*Your instructions*.
Transcribe the lines of the records starting with the one that has "Mark one point on every instance of the residential" in it and ending with the last, and transcribe nothing else.

*Material*.
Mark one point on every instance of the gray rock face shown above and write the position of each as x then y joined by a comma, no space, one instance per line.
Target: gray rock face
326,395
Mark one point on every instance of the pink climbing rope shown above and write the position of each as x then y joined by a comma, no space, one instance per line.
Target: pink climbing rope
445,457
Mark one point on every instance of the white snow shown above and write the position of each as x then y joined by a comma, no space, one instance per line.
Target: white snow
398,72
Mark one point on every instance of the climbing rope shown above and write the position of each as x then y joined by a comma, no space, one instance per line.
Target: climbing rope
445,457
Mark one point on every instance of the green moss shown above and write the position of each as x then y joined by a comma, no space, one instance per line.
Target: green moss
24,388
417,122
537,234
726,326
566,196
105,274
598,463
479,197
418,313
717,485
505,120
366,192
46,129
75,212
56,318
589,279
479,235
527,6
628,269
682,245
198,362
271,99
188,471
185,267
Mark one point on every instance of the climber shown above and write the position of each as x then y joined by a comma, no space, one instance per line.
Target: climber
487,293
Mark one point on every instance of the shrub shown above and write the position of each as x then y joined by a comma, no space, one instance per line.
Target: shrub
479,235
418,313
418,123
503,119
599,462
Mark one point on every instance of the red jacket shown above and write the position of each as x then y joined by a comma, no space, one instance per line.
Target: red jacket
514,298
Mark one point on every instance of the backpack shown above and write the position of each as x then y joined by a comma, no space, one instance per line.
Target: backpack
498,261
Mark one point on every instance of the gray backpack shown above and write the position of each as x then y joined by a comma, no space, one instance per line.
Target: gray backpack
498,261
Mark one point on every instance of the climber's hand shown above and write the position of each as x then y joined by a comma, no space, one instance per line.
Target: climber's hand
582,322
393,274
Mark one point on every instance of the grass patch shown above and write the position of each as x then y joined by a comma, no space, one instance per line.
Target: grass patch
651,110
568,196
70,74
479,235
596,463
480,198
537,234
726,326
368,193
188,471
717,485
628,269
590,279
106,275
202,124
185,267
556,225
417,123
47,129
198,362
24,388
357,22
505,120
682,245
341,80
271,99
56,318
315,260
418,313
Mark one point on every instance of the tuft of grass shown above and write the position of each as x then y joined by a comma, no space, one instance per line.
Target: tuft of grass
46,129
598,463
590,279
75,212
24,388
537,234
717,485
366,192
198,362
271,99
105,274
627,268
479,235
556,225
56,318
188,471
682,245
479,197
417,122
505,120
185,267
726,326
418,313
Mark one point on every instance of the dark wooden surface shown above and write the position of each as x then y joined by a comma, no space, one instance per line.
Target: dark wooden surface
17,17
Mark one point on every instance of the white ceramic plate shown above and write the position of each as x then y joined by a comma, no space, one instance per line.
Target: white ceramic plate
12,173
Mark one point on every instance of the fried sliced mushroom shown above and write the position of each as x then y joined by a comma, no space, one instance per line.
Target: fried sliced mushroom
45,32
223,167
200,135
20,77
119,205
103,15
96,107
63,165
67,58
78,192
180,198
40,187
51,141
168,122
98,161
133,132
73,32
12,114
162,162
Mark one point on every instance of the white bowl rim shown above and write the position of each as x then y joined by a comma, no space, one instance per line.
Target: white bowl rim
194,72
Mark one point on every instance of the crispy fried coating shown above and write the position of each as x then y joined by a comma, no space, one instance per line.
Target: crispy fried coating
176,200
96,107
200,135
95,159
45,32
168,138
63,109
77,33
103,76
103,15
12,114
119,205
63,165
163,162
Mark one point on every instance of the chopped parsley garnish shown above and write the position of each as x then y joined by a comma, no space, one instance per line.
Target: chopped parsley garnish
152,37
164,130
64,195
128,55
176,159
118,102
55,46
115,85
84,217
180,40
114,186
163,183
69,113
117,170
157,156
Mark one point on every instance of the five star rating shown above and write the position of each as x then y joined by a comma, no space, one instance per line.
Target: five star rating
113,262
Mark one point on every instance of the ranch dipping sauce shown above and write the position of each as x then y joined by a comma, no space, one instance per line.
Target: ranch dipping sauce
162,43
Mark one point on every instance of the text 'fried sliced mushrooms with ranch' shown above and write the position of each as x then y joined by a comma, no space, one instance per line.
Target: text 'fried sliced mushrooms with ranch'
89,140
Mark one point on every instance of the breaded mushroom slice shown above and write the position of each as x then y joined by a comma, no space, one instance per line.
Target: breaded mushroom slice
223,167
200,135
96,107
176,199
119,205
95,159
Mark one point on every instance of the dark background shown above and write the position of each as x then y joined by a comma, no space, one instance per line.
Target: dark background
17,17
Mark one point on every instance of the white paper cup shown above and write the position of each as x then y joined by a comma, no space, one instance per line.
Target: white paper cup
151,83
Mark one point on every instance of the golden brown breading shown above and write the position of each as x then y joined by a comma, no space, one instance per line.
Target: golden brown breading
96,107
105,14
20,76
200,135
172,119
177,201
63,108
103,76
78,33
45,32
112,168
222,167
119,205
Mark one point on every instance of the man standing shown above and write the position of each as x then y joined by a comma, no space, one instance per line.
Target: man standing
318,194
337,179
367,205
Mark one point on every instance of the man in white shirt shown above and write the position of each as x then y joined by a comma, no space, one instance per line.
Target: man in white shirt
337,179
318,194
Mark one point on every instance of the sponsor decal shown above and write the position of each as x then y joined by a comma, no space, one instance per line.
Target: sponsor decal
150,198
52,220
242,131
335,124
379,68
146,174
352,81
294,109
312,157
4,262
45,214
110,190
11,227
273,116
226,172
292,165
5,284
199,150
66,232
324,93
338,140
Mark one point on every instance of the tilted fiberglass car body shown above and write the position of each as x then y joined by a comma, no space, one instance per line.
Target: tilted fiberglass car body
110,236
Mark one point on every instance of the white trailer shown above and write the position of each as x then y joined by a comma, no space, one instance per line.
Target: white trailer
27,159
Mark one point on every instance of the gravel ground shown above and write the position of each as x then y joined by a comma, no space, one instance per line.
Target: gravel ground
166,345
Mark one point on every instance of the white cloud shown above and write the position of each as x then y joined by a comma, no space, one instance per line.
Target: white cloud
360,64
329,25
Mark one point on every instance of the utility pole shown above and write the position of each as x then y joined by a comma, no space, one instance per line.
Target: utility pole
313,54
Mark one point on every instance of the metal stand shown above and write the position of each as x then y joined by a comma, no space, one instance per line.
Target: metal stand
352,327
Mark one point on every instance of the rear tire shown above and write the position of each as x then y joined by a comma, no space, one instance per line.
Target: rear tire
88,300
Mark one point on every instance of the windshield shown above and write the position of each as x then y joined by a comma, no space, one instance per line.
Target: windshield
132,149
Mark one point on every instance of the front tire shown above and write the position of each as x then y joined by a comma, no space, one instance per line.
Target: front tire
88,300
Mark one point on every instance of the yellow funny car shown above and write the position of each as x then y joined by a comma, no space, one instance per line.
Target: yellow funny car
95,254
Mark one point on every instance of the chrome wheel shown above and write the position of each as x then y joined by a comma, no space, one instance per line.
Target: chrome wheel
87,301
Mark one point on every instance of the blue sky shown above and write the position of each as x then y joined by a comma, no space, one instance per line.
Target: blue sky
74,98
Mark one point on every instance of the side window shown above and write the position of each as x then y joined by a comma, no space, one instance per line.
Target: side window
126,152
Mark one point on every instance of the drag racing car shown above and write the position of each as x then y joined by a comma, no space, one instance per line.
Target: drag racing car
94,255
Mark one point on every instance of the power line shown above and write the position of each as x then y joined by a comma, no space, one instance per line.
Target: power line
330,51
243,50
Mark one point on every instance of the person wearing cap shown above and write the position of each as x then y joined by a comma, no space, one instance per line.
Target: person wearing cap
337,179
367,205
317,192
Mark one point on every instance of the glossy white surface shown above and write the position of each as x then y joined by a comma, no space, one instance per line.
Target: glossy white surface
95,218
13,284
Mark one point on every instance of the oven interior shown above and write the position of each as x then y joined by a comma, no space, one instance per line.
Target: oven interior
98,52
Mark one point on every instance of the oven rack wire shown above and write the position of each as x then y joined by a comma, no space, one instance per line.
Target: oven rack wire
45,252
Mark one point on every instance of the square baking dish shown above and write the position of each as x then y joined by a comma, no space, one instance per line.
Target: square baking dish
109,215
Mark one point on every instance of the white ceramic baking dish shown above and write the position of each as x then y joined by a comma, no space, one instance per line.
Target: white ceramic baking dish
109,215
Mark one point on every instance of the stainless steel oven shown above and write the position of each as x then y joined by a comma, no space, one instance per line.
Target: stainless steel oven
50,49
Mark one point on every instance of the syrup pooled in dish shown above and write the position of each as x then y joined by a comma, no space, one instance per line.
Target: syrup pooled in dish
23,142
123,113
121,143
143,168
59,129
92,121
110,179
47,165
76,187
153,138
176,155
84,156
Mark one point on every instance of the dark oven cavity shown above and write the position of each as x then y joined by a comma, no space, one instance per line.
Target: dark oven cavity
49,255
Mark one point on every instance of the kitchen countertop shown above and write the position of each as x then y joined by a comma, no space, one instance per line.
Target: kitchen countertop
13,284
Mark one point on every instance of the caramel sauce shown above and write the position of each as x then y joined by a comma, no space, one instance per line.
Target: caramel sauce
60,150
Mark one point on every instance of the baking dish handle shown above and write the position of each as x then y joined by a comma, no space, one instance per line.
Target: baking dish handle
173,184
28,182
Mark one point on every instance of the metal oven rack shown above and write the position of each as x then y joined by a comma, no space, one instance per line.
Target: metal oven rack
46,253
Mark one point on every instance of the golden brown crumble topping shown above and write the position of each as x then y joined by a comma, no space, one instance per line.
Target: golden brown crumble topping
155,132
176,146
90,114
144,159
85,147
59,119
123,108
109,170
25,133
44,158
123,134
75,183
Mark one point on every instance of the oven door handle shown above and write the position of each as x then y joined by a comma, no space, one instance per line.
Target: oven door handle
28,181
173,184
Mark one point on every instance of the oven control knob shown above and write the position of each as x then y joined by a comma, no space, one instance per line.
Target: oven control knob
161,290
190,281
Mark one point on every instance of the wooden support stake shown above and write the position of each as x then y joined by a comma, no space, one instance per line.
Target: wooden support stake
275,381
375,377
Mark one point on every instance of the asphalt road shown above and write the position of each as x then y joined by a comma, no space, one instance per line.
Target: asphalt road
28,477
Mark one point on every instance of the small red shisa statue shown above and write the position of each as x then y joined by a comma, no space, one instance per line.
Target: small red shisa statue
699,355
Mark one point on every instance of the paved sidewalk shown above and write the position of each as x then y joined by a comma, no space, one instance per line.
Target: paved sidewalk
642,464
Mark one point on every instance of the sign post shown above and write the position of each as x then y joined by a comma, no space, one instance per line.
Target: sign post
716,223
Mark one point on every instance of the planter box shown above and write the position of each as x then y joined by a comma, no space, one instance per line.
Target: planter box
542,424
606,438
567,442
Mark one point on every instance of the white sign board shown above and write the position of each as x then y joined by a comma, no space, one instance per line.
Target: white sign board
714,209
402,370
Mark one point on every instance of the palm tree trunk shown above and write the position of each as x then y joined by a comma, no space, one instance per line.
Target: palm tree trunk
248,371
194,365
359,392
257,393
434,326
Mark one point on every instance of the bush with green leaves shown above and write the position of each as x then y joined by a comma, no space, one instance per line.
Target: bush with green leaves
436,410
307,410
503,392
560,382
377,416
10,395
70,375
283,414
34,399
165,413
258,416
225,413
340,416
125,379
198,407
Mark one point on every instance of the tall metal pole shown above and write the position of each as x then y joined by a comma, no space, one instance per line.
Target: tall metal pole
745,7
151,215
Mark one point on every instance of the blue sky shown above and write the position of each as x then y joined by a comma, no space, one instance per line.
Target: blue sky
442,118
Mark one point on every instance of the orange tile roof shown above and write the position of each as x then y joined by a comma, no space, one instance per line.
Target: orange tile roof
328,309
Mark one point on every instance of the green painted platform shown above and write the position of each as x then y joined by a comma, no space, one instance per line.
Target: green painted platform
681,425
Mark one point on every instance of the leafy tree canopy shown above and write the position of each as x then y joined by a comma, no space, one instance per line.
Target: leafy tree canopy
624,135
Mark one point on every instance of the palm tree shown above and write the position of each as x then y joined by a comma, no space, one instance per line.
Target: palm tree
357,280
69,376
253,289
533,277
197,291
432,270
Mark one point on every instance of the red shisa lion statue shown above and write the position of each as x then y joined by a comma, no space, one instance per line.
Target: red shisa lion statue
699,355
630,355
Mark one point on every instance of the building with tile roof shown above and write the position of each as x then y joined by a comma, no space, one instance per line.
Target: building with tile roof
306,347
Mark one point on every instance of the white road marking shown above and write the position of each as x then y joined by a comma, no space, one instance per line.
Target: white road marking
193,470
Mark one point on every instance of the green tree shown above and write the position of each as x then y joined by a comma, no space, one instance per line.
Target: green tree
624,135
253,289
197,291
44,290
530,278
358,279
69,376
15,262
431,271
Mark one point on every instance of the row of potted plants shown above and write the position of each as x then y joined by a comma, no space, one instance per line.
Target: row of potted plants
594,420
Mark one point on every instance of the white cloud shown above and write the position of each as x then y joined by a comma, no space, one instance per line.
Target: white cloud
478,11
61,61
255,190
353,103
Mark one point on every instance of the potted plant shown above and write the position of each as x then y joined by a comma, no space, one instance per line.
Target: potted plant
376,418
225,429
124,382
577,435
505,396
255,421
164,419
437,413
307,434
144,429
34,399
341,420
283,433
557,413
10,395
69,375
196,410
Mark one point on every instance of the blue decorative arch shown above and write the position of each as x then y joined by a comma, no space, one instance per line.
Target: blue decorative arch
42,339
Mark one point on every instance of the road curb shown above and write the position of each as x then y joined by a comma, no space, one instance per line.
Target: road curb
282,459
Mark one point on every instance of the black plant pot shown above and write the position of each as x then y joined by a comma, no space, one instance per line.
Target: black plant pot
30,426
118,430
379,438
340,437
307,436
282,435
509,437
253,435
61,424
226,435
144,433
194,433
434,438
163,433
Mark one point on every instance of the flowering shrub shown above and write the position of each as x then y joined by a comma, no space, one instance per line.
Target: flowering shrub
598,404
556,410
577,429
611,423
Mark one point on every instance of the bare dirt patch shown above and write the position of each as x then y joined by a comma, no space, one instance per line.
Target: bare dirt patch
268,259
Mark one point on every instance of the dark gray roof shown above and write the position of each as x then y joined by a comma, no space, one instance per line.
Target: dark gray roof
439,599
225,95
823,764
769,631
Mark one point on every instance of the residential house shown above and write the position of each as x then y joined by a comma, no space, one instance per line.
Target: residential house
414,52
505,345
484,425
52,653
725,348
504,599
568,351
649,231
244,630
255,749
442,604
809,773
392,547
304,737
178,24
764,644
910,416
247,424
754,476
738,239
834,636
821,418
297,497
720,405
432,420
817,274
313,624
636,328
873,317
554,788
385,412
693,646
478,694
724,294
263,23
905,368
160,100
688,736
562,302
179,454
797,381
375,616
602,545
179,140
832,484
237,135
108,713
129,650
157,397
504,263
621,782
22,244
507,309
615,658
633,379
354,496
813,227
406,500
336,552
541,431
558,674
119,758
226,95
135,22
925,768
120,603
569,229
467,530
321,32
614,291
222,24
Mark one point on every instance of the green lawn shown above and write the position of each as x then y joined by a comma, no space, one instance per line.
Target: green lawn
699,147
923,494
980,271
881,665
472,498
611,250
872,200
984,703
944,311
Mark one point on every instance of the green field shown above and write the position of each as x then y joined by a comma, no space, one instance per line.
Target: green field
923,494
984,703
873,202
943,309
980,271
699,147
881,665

*Solved exercise*.
Mark one point on every instance of the residential house shown above and write the position of each as x then y joined by a comma, no space, one instance per line.
Target: residential house
414,52
505,345
484,425
52,653
725,348
504,599
568,351
649,231
244,630
255,749
442,604
809,773
392,547
304,737
178,24
764,644
910,416
247,424
754,476
738,239
834,636
821,418
297,497
720,405
432,420
817,274
313,624
636,328
873,317
554,788
385,412
693,646
478,694
724,294
263,23
905,368
160,100
688,736
562,302
179,454
797,381
375,616
602,545
179,140
832,484
237,135
108,713
129,650
157,397
504,263
621,782
22,244
507,309
615,658
633,379
354,496
813,227
406,500
336,552
541,431
558,674
119,758
226,95
135,22
925,768
120,603
569,229
467,530
321,32
614,291
222,24
Mark one point on every instance of the green lawn shown above and write the position of each as x then y joined by a comma, no space, one instance per line.
Target: green lawn
699,147
923,494
980,271
881,665
472,498
611,250
872,200
984,703
944,311
Mark one point on every instance of the green field shown above and write the position of each as x then y joined by a comma, no space, one instance per line.
Target: green field
923,494
984,703
873,202
943,309
980,271
699,147
881,665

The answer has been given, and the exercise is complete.